◆ Work item ◆
Output each entry verbatim.

◆ Information supplied ◆
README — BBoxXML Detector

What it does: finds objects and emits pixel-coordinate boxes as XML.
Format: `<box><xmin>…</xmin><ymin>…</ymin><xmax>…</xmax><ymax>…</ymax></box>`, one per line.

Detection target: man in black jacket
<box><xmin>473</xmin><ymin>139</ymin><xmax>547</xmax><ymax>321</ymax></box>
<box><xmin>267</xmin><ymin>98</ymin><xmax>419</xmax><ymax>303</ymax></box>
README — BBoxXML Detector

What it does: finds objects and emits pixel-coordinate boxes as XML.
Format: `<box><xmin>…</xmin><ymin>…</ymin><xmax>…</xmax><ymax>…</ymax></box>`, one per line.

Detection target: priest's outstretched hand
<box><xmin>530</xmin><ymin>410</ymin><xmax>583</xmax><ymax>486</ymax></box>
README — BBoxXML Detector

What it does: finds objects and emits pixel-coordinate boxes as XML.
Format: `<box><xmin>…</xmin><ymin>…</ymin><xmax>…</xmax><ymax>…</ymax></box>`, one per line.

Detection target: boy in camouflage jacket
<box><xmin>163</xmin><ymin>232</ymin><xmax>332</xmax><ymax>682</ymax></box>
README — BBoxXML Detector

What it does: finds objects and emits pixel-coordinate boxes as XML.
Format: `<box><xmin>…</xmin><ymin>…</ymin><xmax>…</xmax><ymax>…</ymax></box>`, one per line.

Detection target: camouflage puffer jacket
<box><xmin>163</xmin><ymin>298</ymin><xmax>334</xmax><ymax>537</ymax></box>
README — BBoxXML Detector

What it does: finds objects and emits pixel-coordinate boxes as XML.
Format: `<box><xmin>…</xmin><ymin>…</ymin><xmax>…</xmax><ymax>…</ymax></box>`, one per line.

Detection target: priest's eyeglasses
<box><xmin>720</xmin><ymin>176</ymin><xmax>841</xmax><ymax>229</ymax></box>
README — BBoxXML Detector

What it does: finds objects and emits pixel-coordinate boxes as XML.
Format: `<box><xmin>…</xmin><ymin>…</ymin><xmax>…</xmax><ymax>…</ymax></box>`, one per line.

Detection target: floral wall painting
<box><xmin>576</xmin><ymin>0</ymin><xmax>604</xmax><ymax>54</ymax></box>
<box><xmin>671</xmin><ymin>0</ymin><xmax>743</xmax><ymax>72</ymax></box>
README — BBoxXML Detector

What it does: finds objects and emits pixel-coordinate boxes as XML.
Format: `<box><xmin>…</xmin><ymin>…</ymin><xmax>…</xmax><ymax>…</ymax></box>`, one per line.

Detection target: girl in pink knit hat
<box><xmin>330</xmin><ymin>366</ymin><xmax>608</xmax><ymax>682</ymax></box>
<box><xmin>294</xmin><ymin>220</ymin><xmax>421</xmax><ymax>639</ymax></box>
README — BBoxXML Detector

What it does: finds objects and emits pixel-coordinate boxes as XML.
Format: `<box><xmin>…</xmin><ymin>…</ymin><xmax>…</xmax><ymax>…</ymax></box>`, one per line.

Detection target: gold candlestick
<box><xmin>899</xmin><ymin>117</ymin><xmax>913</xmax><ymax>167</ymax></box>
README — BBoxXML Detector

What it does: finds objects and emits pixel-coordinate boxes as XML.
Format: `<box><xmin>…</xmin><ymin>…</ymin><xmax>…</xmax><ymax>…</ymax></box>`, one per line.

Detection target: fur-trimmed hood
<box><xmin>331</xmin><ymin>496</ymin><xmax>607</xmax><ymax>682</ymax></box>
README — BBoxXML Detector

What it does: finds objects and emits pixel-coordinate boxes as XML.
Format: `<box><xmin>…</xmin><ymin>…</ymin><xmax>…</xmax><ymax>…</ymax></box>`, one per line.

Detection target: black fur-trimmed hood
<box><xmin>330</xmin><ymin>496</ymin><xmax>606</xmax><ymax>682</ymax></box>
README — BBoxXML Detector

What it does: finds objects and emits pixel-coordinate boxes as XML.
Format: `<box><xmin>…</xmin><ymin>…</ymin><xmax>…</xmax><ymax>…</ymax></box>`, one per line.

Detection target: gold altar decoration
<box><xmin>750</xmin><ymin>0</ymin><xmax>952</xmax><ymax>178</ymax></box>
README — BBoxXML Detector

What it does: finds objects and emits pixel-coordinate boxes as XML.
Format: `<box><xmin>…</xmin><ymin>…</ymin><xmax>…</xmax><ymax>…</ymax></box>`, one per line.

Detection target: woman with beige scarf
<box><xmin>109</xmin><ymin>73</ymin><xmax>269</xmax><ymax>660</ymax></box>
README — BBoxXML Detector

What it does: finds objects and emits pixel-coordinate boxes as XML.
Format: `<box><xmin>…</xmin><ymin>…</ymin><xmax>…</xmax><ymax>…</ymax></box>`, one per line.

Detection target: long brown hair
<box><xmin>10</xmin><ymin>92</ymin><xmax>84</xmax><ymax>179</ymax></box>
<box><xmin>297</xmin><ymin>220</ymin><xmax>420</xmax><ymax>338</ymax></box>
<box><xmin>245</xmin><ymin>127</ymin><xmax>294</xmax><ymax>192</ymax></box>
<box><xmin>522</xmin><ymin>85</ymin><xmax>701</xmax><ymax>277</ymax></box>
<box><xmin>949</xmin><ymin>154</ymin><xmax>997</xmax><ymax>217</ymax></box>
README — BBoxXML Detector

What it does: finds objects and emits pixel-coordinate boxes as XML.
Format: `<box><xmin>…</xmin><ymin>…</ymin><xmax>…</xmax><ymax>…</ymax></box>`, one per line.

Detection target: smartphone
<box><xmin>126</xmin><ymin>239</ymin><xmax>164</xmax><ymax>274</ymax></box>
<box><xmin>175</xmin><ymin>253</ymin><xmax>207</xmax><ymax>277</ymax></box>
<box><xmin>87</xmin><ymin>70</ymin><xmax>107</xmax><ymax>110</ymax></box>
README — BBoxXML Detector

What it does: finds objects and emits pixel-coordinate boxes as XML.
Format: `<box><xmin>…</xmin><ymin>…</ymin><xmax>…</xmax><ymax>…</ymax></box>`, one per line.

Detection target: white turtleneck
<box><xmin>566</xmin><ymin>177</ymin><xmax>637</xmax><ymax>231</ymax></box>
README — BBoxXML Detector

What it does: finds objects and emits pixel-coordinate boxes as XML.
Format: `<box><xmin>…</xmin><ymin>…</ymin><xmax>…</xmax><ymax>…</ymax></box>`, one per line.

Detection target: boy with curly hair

◆ Response to the task ◆
README — BBoxXML Detector

What it does: finds objects and emits pixel-coordinate boxes as XML.
Format: `<box><xmin>…</xmin><ymin>…</ymin><xmax>…</xmax><ymax>…</ymax></box>`, one per line.

Detection target: man in black jacket
<box><xmin>473</xmin><ymin>139</ymin><xmax>547</xmax><ymax>321</ymax></box>
<box><xmin>267</xmin><ymin>98</ymin><xmax>419</xmax><ymax>303</ymax></box>
README — BBoxXML Detector

What it does: finds objects and emits pixel-coordinate boxes as XML.
Format: `<box><xmin>…</xmin><ymin>…</ymin><xmax>…</xmax><ymax>…</ymax></box>`, one per line.

Detection target: priest's outstretched hand
<box><xmin>530</xmin><ymin>410</ymin><xmax>583</xmax><ymax>486</ymax></box>
README — BBoxXML Detector

What it does: finds objects and emits pixel-coordinate boxes as XML.
Format: `<box><xmin>…</xmin><ymin>…</ymin><xmax>…</xmax><ymax>…</ymax></box>`, one per line.

Detection target: boy in camouflage jacket
<box><xmin>163</xmin><ymin>232</ymin><xmax>332</xmax><ymax>682</ymax></box>
README — BBoxXML Detector

What it does: finds objects and emits pixel-coordinate boxes as XML.
Format: `<box><xmin>…</xmin><ymin>…</ymin><xmax>…</xmax><ymax>…</ymax></box>`, one per line.

Detection target: camouflage puffer jacket
<box><xmin>163</xmin><ymin>298</ymin><xmax>334</xmax><ymax>537</ymax></box>
README — BBoxXML Detector

What it does: finds objects and emits pixel-coordinate boxes as XML.
Format: `<box><xmin>…</xmin><ymin>…</ymin><xmax>…</xmax><ymax>…</ymax></box>`, one per line.

Detection target: priest's eyeglasses
<box><xmin>720</xmin><ymin>176</ymin><xmax>841</xmax><ymax>229</ymax></box>
README — BBoxXML Detector

What it does: finds objects and emits pixel-coordinate boxes as XML.
Format: `<box><xmin>…</xmin><ymin>…</ymin><xmax>…</xmax><ymax>…</ymax></box>`, one per line.

Detection target: floral wall painting
<box><xmin>576</xmin><ymin>0</ymin><xmax>604</xmax><ymax>54</ymax></box>
<box><xmin>671</xmin><ymin>0</ymin><xmax>743</xmax><ymax>72</ymax></box>
README — BBoxXML Detector

What it does: finds objects and emits pixel-coordinate boxes as XML.
Format: `<box><xmin>…</xmin><ymin>…</ymin><xmax>…</xmax><ymax>…</ymax></box>`, one per line.

Detection target: girl in pink knit hat
<box><xmin>330</xmin><ymin>366</ymin><xmax>608</xmax><ymax>682</ymax></box>
<box><xmin>294</xmin><ymin>220</ymin><xmax>421</xmax><ymax>639</ymax></box>
README — BBoxXML Detector

What it does: finds objects and emits pixel-coordinate boxes as XML.
Format: `<box><xmin>…</xmin><ymin>…</ymin><xmax>…</xmax><ymax>…</ymax></box>`, one per line.

Detection target: gold candlestick
<box><xmin>899</xmin><ymin>117</ymin><xmax>913</xmax><ymax>167</ymax></box>
README — BBoxXML Detector

What it does: finds objects and emits pixel-coordinate boxes as XML.
Format: `<box><xmin>…</xmin><ymin>…</ymin><xmax>…</xmax><ymax>…</ymax></box>`, one per line.

Detection target: fur-trimmed hood
<box><xmin>331</xmin><ymin>496</ymin><xmax>607</xmax><ymax>682</ymax></box>
README — BBoxXML Detector

What it does: finds objects and emits pixel-coordinate boxes as XML.
Format: `<box><xmin>…</xmin><ymin>…</ymin><xmax>…</xmax><ymax>…</ymax></box>`, one per line.

Detection target: black fur-trimmed hood
<box><xmin>330</xmin><ymin>496</ymin><xmax>606</xmax><ymax>682</ymax></box>
README — BBoxXML Detector

What it does: finds objects and emits pixel-coordinate boxes as XML.
Format: `<box><xmin>…</xmin><ymin>…</ymin><xmax>…</xmax><ymax>…</ymax></box>`, one per line.

Detection target: gold altar decoration
<box><xmin>750</xmin><ymin>0</ymin><xmax>952</xmax><ymax>178</ymax></box>
README — BBoxXML Detector

What it does: finds objects and emits pixel-coordinate boxes as XML.
Format: `<box><xmin>…</xmin><ymin>…</ymin><xmax>…</xmax><ymax>…</ymax></box>`, one per line.

Detection target: woman with beige scarf
<box><xmin>109</xmin><ymin>73</ymin><xmax>269</xmax><ymax>660</ymax></box>
README — BBoxXML Detector

What it does: finds objects and emits pixel-coordinate boxes as XML.
Format: `<box><xmin>…</xmin><ymin>…</ymin><xmax>…</xmax><ymax>…</ymax></box>`, one per line.

Detection target: long brown hair
<box><xmin>10</xmin><ymin>92</ymin><xmax>84</xmax><ymax>179</ymax></box>
<box><xmin>297</xmin><ymin>220</ymin><xmax>420</xmax><ymax>338</ymax></box>
<box><xmin>245</xmin><ymin>127</ymin><xmax>294</xmax><ymax>192</ymax></box>
<box><xmin>522</xmin><ymin>85</ymin><xmax>701</xmax><ymax>277</ymax></box>
<box><xmin>949</xmin><ymin>154</ymin><xmax>997</xmax><ymax>217</ymax></box>
README — BBoxXML Detector

What it does: finds objects and emits pixel-coordinate boxes as XML.
Format: `<box><xmin>…</xmin><ymin>…</ymin><xmax>…</xmax><ymax>…</ymax></box>`, one per line.

Detection target: smartphone
<box><xmin>126</xmin><ymin>239</ymin><xmax>164</xmax><ymax>274</ymax></box>
<box><xmin>175</xmin><ymin>253</ymin><xmax>207</xmax><ymax>277</ymax></box>
<box><xmin>87</xmin><ymin>70</ymin><xmax>107</xmax><ymax>110</ymax></box>
README — BBoxXML Detector

What it does: finds objects and emits pixel-coordinate boxes as XML.
Format: `<box><xmin>…</xmin><ymin>…</ymin><xmax>…</xmax><ymax>…</ymax></box>`, one per line.

Detection target: white turtleneck
<box><xmin>566</xmin><ymin>177</ymin><xmax>637</xmax><ymax>231</ymax></box>
README — BBoxXML Detector

What it does: finds objects and emits pixel-coordinate boxes as XML.
Format: `<box><xmin>…</xmin><ymin>…</ymin><xmax>…</xmax><ymax>…</ymax></box>`, one per line.

Detection target: boy with curly hair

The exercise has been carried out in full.